## PROBLEM DESCRIPTION
Copy out, exactly and with nothing else, the stretch of lines that starts at the line containing "Mark the innermost point of each instance of the window mullion." and finishes at the end of the data.

==== DATA SHOWN

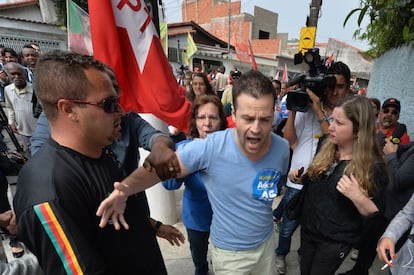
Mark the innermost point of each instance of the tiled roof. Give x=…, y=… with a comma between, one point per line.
x=26, y=20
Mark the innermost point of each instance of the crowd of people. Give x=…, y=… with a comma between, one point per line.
x=348, y=156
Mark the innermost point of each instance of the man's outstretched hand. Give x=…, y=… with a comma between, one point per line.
x=163, y=159
x=112, y=208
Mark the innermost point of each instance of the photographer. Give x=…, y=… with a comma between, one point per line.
x=303, y=131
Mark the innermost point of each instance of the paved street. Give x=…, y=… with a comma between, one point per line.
x=178, y=259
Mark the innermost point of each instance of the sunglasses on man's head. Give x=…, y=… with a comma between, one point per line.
x=388, y=110
x=108, y=105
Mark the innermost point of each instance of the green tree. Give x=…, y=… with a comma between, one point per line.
x=391, y=24
x=61, y=9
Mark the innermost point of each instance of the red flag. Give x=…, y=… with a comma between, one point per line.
x=254, y=65
x=285, y=78
x=127, y=41
x=329, y=61
x=277, y=75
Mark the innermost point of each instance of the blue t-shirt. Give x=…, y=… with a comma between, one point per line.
x=240, y=191
x=196, y=209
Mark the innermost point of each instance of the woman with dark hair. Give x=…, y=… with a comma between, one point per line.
x=344, y=184
x=207, y=117
x=199, y=86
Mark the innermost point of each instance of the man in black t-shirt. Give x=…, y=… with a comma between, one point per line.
x=61, y=187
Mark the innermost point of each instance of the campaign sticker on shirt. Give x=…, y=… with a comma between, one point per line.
x=264, y=187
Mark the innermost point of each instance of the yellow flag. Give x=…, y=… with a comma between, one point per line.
x=191, y=48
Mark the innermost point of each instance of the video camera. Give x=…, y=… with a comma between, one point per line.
x=316, y=80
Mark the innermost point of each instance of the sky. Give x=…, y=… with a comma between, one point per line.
x=292, y=17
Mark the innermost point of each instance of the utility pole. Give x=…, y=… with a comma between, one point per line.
x=228, y=41
x=314, y=13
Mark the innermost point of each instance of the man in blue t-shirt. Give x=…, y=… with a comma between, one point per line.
x=240, y=168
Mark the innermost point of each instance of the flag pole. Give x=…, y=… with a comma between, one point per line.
x=67, y=23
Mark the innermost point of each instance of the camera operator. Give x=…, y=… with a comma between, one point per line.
x=303, y=131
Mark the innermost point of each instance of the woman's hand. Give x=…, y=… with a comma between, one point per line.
x=385, y=249
x=296, y=175
x=349, y=187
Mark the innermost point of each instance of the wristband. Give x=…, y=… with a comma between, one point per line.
x=157, y=226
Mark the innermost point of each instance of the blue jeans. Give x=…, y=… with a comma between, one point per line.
x=199, y=246
x=288, y=226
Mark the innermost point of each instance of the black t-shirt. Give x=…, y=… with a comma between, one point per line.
x=329, y=214
x=59, y=191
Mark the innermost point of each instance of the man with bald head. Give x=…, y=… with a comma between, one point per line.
x=18, y=105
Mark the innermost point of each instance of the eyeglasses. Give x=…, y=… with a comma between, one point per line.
x=387, y=111
x=204, y=117
x=109, y=105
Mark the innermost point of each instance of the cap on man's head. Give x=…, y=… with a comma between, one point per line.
x=392, y=102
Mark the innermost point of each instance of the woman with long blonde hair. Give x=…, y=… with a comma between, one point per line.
x=346, y=182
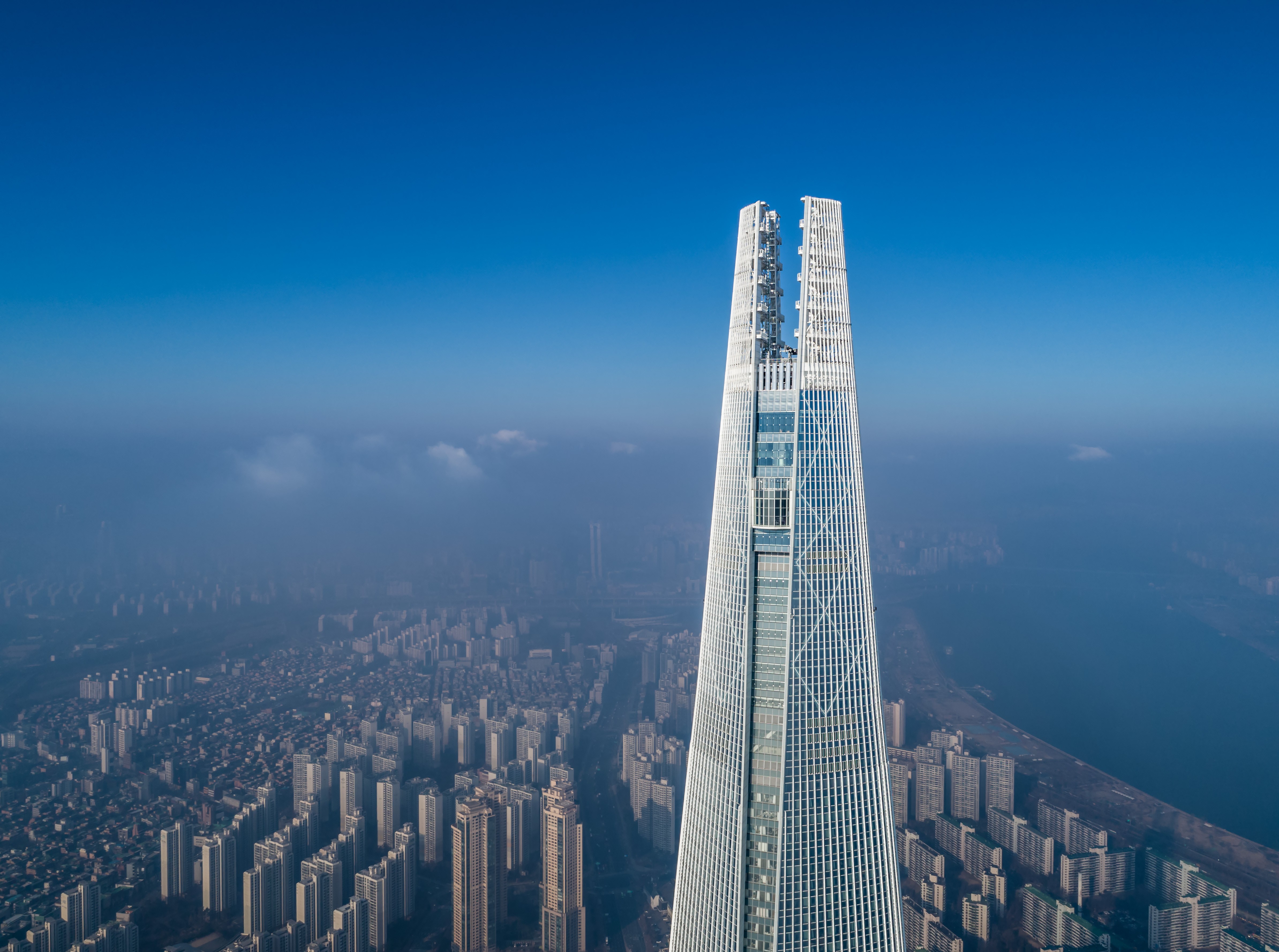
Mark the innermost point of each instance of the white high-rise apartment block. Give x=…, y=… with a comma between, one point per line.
x=371, y=887
x=351, y=791
x=999, y=782
x=388, y=812
x=82, y=910
x=177, y=859
x=965, y=787
x=433, y=819
x=787, y=839
x=894, y=724
x=219, y=873
x=563, y=913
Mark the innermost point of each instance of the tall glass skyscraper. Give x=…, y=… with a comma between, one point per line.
x=788, y=832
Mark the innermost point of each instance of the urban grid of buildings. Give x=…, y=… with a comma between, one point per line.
x=810, y=822
x=309, y=832
x=787, y=839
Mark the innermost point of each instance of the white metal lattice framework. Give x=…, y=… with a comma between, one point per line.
x=788, y=832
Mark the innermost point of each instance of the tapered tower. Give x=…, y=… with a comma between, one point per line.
x=788, y=830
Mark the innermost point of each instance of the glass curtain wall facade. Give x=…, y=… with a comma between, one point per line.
x=788, y=831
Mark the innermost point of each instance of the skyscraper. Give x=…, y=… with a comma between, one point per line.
x=177, y=859
x=1001, y=776
x=219, y=867
x=388, y=811
x=406, y=845
x=371, y=886
x=82, y=910
x=479, y=904
x=787, y=837
x=597, y=553
x=563, y=915
x=433, y=817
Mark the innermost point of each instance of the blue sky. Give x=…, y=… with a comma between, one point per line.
x=439, y=223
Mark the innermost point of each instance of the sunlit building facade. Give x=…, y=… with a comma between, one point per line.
x=787, y=837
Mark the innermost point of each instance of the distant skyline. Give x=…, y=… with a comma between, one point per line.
x=245, y=226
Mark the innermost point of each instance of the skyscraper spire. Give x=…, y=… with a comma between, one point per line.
x=788, y=831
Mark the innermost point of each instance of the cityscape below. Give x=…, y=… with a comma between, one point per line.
x=391, y=784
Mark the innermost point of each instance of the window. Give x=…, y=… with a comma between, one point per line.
x=772, y=503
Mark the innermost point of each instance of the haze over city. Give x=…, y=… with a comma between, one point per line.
x=364, y=378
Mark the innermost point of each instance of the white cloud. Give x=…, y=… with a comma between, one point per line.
x=282, y=464
x=516, y=441
x=1086, y=455
x=457, y=462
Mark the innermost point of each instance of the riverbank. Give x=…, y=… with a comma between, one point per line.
x=911, y=670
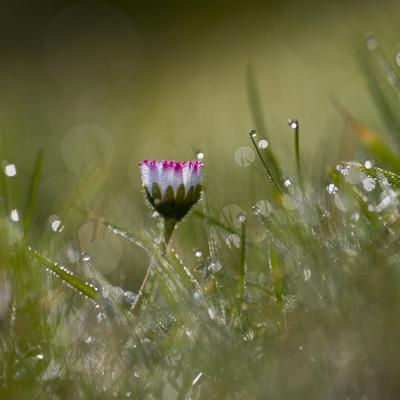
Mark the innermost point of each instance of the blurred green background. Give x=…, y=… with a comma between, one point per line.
x=110, y=83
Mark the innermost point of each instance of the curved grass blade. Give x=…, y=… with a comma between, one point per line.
x=66, y=276
x=255, y=106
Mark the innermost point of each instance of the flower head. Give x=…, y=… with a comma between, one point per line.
x=172, y=187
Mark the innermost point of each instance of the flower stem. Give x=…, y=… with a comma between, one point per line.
x=169, y=225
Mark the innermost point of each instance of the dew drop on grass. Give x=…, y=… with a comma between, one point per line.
x=293, y=124
x=244, y=156
x=198, y=254
x=368, y=164
x=10, y=170
x=215, y=266
x=230, y=215
x=263, y=144
x=369, y=184
x=287, y=182
x=331, y=188
x=199, y=155
x=211, y=313
x=262, y=207
x=354, y=176
x=241, y=216
x=233, y=240
x=288, y=202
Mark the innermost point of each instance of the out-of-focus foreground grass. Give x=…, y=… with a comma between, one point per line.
x=288, y=292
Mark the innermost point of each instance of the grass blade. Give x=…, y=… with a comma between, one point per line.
x=33, y=190
x=66, y=276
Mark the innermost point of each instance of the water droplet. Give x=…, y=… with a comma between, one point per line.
x=287, y=182
x=230, y=215
x=253, y=133
x=14, y=215
x=354, y=176
x=263, y=144
x=85, y=257
x=288, y=202
x=129, y=297
x=368, y=164
x=241, y=216
x=262, y=207
x=10, y=170
x=55, y=223
x=331, y=188
x=215, y=267
x=249, y=336
x=233, y=240
x=200, y=155
x=372, y=42
x=244, y=156
x=293, y=123
x=355, y=217
x=369, y=184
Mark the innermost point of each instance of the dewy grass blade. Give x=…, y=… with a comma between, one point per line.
x=294, y=124
x=66, y=276
x=252, y=134
x=242, y=266
x=255, y=105
x=33, y=190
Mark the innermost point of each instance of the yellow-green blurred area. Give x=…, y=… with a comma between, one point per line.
x=100, y=85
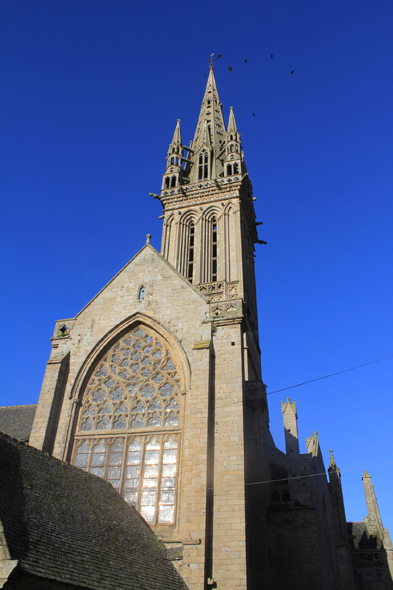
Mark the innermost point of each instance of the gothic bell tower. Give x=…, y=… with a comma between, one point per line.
x=210, y=228
x=209, y=236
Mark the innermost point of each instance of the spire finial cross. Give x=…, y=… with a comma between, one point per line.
x=212, y=59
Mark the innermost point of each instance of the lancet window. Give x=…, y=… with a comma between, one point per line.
x=190, y=254
x=128, y=428
x=214, y=250
x=203, y=167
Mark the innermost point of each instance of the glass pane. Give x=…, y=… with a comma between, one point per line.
x=149, y=483
x=152, y=457
x=148, y=498
x=153, y=444
x=90, y=411
x=148, y=513
x=104, y=424
x=134, y=458
x=106, y=409
x=170, y=443
x=172, y=420
x=88, y=425
x=147, y=391
x=172, y=406
x=151, y=471
x=167, y=498
x=170, y=456
x=169, y=470
x=130, y=497
x=114, y=473
x=117, y=447
x=132, y=472
x=155, y=420
x=115, y=458
x=166, y=514
x=166, y=390
x=168, y=482
x=138, y=422
x=139, y=333
x=120, y=423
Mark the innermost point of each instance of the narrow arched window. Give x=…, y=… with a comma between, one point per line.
x=200, y=167
x=213, y=250
x=190, y=253
x=128, y=427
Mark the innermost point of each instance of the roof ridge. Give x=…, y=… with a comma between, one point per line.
x=19, y=406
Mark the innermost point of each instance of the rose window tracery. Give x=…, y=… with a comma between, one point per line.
x=130, y=402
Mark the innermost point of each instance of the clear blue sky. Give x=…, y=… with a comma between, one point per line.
x=90, y=94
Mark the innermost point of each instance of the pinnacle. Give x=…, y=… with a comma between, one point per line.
x=210, y=119
x=177, y=136
x=232, y=123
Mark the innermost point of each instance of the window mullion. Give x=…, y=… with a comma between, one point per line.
x=141, y=472
x=159, y=477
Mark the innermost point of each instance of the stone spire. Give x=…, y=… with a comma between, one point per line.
x=289, y=413
x=231, y=123
x=372, y=504
x=176, y=141
x=210, y=132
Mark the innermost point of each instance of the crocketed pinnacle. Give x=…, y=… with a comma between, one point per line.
x=210, y=129
x=232, y=123
x=177, y=136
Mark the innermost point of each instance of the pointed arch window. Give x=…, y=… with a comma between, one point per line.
x=214, y=257
x=128, y=426
x=190, y=251
x=203, y=167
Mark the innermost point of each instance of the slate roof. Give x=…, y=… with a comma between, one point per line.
x=17, y=421
x=64, y=524
x=360, y=539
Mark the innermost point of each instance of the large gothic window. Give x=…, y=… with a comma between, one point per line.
x=128, y=428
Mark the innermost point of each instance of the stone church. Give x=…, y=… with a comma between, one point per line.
x=156, y=387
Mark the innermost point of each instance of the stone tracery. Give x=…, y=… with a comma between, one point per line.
x=130, y=403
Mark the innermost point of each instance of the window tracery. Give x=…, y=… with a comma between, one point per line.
x=129, y=421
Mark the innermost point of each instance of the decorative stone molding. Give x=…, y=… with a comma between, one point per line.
x=219, y=291
x=226, y=310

========

## SOLUTION FOR THIS PROBLEM
Mark the innermost point of each instance of the window mullion. Give x=…, y=… with a comma between, one point per line.
x=141, y=472
x=159, y=477
Mark the innermost point of each instance of the stone spire. Give x=…, y=… with a comma between, one point per line.
x=289, y=413
x=231, y=123
x=372, y=504
x=176, y=141
x=210, y=132
Mark the innermost point of each instance of the crocketed pinnacle. Give x=…, y=… with a comma between, one point per line.
x=210, y=129
x=232, y=123
x=177, y=136
Mark the innermost point of each instance of the pointed arch window. Give x=…, y=… with a comma between, one point per line.
x=214, y=257
x=128, y=426
x=190, y=251
x=203, y=167
Mark the innermost point of each instance of the slate roof. Give x=…, y=… with a comma between, one point per line.
x=17, y=421
x=64, y=524
x=360, y=539
Mark the innermost point of each instance of the large gothic window. Give x=…, y=… with a comma between, one point per line.
x=128, y=428
Mark the innermost point of each instance of the stone church. Give x=…, y=… with a comma between, one point per line.
x=156, y=387
Mark the innermost point of each instance of the stone tracery. Give x=…, y=… with a comma between, one point per line.
x=130, y=403
Mark the innermost point of each instance of the window tracery. Give x=…, y=… with a comma between, one point per line.
x=129, y=421
Mark the innermost point of each instance of the decorative stone molding. Give x=…, y=… with a comma between, one point per line.
x=219, y=291
x=226, y=310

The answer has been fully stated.